● **Dataset**:

BEGIN

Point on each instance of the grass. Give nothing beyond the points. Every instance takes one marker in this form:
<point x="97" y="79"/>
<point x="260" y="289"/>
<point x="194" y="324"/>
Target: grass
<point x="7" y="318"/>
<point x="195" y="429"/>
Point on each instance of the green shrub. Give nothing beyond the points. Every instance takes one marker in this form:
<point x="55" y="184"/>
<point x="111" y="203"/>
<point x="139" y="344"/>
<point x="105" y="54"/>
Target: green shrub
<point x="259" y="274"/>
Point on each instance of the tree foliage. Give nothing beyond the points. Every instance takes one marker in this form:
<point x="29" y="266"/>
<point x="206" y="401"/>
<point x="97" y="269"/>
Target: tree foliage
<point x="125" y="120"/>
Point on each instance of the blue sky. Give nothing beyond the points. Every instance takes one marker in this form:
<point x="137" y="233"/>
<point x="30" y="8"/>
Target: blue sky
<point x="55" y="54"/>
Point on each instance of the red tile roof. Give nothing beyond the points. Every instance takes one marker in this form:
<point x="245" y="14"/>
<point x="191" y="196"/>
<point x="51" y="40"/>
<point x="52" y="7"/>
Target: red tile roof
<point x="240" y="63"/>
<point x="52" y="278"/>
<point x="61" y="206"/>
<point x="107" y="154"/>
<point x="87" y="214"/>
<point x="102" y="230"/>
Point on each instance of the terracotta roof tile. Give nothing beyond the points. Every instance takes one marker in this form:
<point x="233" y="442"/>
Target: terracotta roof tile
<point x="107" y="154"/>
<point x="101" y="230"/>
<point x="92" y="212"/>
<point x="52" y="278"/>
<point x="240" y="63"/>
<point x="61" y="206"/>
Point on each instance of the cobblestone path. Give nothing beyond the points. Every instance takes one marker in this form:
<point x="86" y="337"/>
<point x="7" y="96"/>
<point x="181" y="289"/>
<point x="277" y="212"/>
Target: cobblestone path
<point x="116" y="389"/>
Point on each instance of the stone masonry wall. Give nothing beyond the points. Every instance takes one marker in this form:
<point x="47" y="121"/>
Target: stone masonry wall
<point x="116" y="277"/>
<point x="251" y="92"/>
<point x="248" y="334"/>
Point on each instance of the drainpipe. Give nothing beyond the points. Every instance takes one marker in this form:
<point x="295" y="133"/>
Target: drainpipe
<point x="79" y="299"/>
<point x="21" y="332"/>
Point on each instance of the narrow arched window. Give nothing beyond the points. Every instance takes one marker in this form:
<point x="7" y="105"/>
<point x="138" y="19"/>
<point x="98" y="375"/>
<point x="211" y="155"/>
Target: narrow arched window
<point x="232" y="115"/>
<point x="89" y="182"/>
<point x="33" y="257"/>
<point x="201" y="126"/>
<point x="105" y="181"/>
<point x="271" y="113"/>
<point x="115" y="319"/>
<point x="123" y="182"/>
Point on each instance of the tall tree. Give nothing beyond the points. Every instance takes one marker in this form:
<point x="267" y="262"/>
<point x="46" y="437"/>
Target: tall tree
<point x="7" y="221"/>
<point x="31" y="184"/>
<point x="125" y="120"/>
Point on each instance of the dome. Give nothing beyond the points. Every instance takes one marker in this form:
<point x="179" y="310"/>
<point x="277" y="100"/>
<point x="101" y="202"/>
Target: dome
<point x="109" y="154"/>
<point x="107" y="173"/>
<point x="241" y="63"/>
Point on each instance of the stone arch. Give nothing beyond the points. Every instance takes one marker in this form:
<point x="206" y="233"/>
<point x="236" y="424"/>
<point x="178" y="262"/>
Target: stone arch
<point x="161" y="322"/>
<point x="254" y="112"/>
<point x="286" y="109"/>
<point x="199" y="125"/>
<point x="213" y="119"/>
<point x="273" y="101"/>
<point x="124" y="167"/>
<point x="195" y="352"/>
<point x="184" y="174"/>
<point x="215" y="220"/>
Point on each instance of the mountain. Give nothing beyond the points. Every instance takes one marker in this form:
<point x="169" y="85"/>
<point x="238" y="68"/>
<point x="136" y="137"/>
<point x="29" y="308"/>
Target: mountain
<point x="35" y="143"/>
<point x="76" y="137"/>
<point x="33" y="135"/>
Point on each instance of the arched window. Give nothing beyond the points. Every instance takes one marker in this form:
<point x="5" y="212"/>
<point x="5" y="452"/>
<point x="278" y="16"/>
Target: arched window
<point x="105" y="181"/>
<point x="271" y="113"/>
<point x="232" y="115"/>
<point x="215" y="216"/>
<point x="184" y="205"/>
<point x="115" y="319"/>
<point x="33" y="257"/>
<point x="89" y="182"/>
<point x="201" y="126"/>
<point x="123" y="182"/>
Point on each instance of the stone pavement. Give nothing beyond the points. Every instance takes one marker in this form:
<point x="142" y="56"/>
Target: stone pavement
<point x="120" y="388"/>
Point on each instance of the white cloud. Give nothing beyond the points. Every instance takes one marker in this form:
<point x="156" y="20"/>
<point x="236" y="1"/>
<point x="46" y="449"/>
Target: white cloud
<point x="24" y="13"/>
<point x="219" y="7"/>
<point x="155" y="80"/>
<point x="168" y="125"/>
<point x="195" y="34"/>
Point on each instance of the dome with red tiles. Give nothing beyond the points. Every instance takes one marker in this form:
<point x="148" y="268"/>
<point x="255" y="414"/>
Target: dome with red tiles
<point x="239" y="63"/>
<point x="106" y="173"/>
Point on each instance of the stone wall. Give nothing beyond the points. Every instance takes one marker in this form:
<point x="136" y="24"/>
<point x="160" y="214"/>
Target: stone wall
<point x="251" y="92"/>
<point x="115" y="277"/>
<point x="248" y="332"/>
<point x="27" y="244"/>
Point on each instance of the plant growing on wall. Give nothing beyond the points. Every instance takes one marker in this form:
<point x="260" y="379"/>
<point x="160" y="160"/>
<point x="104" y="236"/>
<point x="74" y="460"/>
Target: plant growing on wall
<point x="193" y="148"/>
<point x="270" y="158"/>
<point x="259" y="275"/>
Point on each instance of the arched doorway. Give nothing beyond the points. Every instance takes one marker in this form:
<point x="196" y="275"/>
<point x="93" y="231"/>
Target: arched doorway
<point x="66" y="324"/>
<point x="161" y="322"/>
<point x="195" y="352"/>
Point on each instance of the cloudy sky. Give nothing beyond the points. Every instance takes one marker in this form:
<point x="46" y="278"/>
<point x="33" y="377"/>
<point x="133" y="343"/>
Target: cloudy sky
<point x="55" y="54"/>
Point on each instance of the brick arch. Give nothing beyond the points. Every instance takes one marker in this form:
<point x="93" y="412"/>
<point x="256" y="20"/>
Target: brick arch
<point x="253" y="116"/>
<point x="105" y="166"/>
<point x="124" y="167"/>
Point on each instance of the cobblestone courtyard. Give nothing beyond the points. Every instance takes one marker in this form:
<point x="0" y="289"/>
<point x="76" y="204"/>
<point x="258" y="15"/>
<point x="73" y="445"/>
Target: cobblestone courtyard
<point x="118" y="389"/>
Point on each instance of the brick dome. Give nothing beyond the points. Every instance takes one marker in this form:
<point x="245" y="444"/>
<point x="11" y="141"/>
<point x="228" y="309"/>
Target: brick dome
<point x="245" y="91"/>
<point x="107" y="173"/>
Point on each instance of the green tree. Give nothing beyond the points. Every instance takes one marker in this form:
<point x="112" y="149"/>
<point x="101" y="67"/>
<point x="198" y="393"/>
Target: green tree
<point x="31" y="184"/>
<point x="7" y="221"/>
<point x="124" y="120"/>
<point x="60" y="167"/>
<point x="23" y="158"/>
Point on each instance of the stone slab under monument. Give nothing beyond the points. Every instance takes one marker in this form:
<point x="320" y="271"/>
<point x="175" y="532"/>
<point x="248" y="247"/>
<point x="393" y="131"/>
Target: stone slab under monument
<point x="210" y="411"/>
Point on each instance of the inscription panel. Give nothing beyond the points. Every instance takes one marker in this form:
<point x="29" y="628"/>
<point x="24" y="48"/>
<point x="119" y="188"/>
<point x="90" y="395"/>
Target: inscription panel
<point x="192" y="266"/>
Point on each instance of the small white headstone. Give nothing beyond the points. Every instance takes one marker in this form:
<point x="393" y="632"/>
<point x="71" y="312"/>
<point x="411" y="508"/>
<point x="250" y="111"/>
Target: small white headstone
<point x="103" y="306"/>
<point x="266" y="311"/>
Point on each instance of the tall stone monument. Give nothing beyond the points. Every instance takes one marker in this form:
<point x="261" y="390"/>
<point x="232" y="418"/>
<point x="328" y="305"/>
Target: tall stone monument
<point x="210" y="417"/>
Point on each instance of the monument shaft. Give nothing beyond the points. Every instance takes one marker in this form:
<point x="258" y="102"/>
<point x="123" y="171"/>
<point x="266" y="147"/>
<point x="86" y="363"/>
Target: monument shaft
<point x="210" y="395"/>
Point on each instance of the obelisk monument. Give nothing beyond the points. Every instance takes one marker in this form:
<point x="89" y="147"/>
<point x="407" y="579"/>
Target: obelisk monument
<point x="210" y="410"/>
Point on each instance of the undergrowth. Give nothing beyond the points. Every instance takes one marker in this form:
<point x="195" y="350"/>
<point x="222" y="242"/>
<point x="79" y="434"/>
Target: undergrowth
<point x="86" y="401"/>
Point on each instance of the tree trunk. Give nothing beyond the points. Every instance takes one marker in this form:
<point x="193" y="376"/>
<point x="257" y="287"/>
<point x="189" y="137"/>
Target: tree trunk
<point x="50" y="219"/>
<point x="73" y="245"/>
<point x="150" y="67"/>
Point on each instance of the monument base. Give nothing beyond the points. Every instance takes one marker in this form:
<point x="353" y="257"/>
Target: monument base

END

● **Exercise aim**: Copy every line from the entries that contains the word "base".

● **Solution for this problem**:
Point on each instance of the monument base. Give nothing beyond the points. Every instance takes one marker in this form:
Target: monument base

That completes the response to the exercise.